* **JOB**
Rewrite the items from the start through the line containing "point(61, 121)", with the requests included, and shift every coordinate in the answers by -127.

* **DATASET EXTRACT**
## start

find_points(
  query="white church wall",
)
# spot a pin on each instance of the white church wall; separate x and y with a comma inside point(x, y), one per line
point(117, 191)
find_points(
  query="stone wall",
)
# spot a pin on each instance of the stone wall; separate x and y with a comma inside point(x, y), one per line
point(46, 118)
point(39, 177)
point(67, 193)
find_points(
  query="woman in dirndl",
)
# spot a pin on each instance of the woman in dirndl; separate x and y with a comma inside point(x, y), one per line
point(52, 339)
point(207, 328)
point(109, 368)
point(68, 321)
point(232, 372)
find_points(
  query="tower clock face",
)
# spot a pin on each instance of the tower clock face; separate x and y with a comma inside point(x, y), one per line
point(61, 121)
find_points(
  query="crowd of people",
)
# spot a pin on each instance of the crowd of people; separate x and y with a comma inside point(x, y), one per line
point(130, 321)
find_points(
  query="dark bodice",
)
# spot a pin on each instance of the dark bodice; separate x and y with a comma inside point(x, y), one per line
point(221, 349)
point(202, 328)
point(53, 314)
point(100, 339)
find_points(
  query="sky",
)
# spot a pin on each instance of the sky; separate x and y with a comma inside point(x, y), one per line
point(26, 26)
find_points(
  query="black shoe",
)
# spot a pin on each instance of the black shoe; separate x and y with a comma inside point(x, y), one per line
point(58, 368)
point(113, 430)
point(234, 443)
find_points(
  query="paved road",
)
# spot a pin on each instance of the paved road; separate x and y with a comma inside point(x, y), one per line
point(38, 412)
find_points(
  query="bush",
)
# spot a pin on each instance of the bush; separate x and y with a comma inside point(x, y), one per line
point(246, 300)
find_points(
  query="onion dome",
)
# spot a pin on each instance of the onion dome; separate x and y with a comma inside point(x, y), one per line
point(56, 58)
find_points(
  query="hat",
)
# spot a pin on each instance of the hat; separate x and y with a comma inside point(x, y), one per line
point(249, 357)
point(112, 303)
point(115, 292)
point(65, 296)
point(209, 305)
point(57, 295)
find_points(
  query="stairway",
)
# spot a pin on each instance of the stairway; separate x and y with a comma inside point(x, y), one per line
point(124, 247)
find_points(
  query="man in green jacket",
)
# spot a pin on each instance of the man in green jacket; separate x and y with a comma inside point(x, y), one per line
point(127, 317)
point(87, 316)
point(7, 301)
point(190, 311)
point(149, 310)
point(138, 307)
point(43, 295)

## end

* **FINAL RESULT**
find_points(
  query="white church wall",
)
# spot a pin on each instance of the white church wall; separate x and y with a comma inside point(x, y), one per line
point(-10, 64)
find_points(
  query="stone wall",
)
# spot a pin on each instance of the stone wall; separate x and y with a comma inside point(x, y), one per line
point(-81, -9)
point(-88, 50)
point(-60, 66)
find_points(
  query="woman in dirndl",
)
# spot a pin on each instance of the woman in dirndl; separate x and y with a comma inside point(x, y), one per line
point(-75, 212)
point(80, 201)
point(-18, 241)
point(-59, 194)
point(105, 245)
find_points(
  query="tower clock face",
)
# spot a pin on each instance of the tower clock face; separate x and y with a comma inside point(x, y), one per line
point(-66, -6)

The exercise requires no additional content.